▶ RECORDS FOR PROCESSING:
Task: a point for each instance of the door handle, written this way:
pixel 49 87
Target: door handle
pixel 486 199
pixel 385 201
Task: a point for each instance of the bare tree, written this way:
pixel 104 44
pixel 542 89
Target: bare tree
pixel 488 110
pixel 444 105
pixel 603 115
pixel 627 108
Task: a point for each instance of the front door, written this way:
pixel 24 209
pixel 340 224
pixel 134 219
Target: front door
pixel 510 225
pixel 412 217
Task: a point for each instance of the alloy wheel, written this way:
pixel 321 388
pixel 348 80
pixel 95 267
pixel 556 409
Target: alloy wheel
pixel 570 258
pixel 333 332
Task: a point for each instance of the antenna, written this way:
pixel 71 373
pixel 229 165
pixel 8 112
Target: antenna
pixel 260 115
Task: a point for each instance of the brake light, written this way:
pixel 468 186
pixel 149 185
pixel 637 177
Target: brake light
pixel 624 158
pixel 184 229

==

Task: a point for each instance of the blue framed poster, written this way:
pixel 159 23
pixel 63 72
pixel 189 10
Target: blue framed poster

▶ REQUIRED WORK: Identify each line in the records above that contains the word "alloy", and copy those lines out in full.

▶ SOLUTION BELOW:
Task: a point for each instance of the alloy wheel, written this way:
Target: alloy wheel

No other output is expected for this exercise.